> Set of tasks:
1 – Answer these questions from the passage on ChatGPT and Bard reliability:
(a) What two colors would the ideal color mix have been?
(b) Below what accuracy rate did both ChatGPT and Bard fall?
(c) From 14%, to what share did ChatGPT's reliable (green) answers drop?
2 – Reproduce part of the passage on ChatGPT and Bard reliability, starting with "Truths vs Fiction: Insights" and going on through "them over time.".
3 – Resume the passage on ChatGPT and Bard reliability after its last sentence.

> Passage for review:
━━━━━━━━━━
The ideal color mix would have been green and gray – for there can only be 2 possibilities, either something is available, or it isn’t. And yet, as highlighted in the chart above, both models provided many manufactured answers.
Truths vs Fiction: Insights reveal reliability gaps and hallucination galore
What we observed:
- The findings revealed that both ChatGPT and Bard had accuracy rates below 20%, indicating significant room for improvement. The results did however improve between May and June, suggesting the teams behind the models are hard at work trying to improve them over time.
- ChatGPT’s honesty showed improvement as it refused to provide answers in 50% of the cases, up from 32% in May. This suggests that the company may be taking steps to reduce hallucinations. However, there was a noticeable negative trend in reliability, with the share of reliable (green) answers dropping from 14% to 4%.
━━━━━━━━━━
Saved entries

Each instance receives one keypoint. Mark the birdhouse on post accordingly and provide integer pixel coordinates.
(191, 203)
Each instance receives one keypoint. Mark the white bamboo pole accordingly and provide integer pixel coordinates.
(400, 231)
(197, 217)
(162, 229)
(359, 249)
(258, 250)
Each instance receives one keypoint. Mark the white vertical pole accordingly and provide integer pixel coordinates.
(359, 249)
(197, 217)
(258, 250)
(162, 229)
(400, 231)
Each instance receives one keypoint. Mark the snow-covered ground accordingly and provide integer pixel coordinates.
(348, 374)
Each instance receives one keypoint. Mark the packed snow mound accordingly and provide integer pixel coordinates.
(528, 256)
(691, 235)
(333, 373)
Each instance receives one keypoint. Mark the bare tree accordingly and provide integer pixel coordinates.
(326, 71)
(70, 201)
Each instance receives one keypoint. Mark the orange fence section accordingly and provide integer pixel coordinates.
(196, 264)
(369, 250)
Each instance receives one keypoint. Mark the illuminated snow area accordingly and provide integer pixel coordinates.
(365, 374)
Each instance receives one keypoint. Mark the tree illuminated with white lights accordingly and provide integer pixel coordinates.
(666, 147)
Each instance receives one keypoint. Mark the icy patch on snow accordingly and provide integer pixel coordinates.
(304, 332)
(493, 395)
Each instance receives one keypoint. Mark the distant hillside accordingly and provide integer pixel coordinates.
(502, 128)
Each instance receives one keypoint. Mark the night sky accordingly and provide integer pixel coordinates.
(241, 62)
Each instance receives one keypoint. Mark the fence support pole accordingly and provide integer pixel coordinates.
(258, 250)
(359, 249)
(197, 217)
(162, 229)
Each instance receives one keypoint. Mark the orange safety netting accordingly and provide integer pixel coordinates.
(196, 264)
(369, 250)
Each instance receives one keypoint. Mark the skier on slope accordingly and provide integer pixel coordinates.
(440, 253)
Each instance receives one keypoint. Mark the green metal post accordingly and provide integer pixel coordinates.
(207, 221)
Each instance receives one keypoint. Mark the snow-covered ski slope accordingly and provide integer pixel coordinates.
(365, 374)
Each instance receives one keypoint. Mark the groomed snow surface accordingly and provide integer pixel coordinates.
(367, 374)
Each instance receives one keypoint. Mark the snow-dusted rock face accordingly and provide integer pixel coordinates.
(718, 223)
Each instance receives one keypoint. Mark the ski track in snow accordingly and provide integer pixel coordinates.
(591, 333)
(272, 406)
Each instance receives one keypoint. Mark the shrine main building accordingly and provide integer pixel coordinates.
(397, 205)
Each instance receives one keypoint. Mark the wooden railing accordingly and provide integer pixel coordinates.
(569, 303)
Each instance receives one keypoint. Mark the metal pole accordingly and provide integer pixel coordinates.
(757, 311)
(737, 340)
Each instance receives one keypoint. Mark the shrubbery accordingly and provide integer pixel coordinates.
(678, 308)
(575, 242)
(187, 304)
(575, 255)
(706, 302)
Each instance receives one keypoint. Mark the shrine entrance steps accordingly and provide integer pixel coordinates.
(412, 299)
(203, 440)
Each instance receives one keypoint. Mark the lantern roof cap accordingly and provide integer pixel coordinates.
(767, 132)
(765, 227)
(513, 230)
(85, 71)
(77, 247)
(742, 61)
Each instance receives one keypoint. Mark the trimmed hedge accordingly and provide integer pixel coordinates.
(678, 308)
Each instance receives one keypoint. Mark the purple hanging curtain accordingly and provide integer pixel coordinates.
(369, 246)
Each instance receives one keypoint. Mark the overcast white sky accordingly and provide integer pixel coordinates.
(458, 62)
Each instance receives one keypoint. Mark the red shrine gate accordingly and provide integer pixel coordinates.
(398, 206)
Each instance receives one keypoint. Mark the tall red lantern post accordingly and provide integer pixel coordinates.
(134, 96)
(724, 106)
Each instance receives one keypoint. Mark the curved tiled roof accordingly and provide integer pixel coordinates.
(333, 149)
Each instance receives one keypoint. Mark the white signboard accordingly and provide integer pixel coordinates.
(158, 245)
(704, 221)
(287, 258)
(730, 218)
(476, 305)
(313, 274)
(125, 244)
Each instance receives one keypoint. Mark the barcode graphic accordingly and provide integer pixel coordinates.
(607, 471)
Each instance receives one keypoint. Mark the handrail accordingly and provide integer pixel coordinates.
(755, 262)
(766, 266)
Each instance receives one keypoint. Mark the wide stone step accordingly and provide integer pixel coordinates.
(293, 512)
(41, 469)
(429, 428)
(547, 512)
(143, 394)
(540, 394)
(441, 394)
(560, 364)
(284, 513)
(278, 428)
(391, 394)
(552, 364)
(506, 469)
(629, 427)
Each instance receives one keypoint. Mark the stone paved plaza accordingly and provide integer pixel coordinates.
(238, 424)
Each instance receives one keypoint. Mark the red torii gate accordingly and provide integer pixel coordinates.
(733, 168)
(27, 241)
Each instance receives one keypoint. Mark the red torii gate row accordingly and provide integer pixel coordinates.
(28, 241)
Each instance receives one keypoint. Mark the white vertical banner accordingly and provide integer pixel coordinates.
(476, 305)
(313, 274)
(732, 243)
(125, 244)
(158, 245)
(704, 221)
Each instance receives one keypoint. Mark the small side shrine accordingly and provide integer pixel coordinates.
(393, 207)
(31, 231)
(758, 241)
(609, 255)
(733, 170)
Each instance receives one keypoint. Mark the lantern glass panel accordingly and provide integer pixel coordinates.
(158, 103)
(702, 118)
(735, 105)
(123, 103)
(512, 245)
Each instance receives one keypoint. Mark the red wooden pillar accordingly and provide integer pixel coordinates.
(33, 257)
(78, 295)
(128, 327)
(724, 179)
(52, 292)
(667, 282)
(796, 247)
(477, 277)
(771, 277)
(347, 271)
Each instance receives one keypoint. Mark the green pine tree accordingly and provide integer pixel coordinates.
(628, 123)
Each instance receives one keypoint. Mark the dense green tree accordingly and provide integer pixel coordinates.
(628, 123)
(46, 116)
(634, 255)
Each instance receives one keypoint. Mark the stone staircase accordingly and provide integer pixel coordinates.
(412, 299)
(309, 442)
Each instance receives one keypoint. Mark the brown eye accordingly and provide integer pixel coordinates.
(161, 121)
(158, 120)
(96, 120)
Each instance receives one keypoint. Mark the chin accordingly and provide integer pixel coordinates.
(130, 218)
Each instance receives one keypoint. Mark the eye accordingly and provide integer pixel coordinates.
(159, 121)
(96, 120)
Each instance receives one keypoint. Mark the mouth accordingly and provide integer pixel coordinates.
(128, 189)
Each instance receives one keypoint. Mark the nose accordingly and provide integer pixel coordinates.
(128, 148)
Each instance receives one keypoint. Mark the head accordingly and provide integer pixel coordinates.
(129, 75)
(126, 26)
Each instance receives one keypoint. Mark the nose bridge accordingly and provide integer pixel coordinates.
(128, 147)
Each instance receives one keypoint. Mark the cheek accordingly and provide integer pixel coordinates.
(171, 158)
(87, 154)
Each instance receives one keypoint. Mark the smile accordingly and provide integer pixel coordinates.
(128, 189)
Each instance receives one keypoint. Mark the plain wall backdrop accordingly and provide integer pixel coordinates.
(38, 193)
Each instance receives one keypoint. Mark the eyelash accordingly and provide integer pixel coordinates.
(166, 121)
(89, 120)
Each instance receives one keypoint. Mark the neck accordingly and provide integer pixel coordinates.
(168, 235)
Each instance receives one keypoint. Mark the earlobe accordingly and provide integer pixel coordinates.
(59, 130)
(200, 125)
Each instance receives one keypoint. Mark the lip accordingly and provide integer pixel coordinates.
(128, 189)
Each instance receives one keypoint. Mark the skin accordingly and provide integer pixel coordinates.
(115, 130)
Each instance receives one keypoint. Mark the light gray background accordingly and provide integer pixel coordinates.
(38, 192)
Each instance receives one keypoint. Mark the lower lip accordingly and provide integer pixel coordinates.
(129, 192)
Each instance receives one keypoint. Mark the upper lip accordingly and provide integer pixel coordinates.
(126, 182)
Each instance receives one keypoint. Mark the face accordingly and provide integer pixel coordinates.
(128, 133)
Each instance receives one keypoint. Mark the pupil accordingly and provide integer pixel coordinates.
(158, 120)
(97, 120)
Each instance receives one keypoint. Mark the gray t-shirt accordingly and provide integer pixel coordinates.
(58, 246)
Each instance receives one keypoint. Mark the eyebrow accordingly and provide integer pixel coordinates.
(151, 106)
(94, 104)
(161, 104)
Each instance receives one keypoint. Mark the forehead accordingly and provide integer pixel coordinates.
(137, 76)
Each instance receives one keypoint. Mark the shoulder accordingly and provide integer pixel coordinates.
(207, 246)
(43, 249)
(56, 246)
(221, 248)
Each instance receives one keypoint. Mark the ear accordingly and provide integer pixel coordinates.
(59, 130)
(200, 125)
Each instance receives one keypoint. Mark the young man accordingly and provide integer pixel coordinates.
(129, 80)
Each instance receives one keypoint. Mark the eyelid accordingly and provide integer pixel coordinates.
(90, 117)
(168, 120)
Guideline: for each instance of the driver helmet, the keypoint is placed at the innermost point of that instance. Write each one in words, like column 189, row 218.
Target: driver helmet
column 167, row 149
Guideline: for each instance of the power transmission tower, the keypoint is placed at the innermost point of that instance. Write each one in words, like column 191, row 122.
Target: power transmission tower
━━━━━━━━━━
> Written responses:
1 –
(a) Green and gray.
(b) Below 20%.
(c) 4%.

2 –
Truths vs Fiction: Insights reveal reliability gaps and hallucination galore
What we observed:
- The findings revealed that both ChatGPT and Bard had accuracy rates below 20%, indicating significant room for improvement. The results did however improve between May and June, suggesting the teams behind the models are hard at work trying to improve them over time.

3 –
- As for Bard we observed that the AI never indicated that it doesn’t know an answer, hallucinating >80% of the time. Furthermore, in 50% of cases, Bard reported data without any source. Bard’s warning about its accuracy upon sign-up is spot on – the high volume of fabrication undermines its suitability as a research tool for now.
We’ve highlighted one particular egregious example of hallucinations below. We asked Google Bard to look through YouTube transcripts to see if there is any data available about Lazada, and it referred to a video interview with the Lazada Philippines CEO that it claimed was uploaded on 28 May 2023, had over 1,000 views, and at least 3 comments.
Remarkably however, all 3 of these data points, which could all be easily verified, were incorrect – the interview had happened a full year ago (on 04 April 2022), has fewer than 448 views, and only 1 comment!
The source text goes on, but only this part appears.